What the exercise asks |
In the passage on telomeres below, please say what can shorten telomeres.

Extract provided |
These days, it’s difficult to have a conversation about health and longevity without mentioning telomeres. Telomeres are the “caps” on the end of DNA strands that help cells do their job and protect them from degradation. “How much length you have on the end of your telomere is kind of a biological clock,” Marya explains. (Longer telomeres, the theory states, longer lifespan.)

“What we know now is that telomeres can be shortened through stress, through trauma, and through environmental damage and exposure,” she adds. Get ready for some science speak: “When telomeres are shortened in that way, those cells enter senescence [a fancy word for when cells stop dividing], and they are more likely to develop a pro-inflammatory phenotype called the senescence associated secretory phenotype (SASP)…This SASP is an inflammation factory, a generator of pro-inflammatory molecules in the body.”

Saved entries
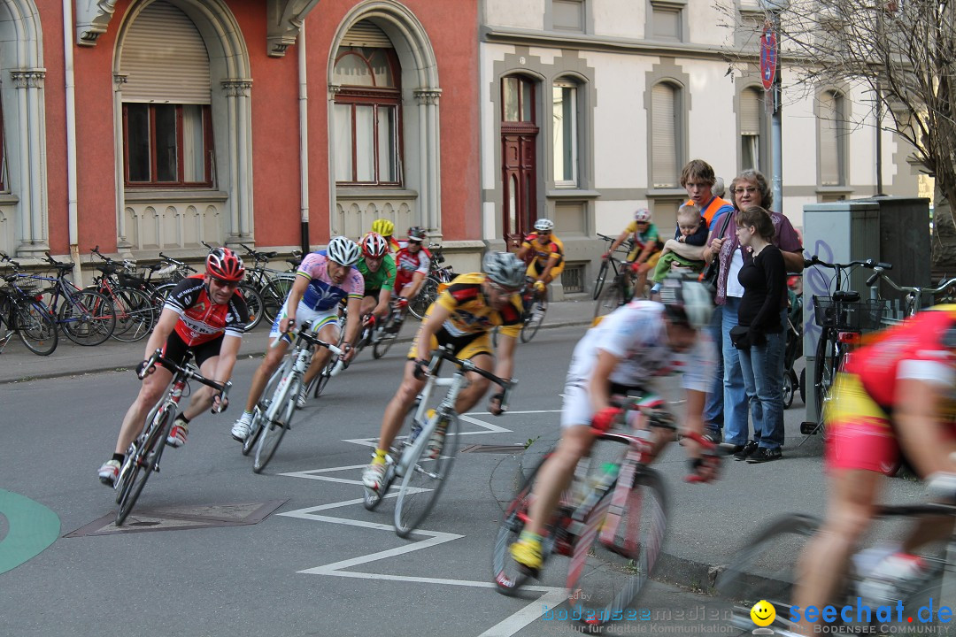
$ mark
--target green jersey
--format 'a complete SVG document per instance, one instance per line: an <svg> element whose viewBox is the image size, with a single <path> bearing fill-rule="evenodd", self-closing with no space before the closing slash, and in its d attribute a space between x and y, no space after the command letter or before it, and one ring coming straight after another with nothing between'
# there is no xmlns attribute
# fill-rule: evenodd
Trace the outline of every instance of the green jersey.
<svg viewBox="0 0 956 637"><path fill-rule="evenodd" d="M358 260L356 267L365 278L365 296L378 293L381 289L392 289L395 287L395 259L390 254L385 255L385 258L381 260L381 265L375 272L369 271L364 258Z"/></svg>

Reply |
Stress, trauma, and environmental damage and exposure.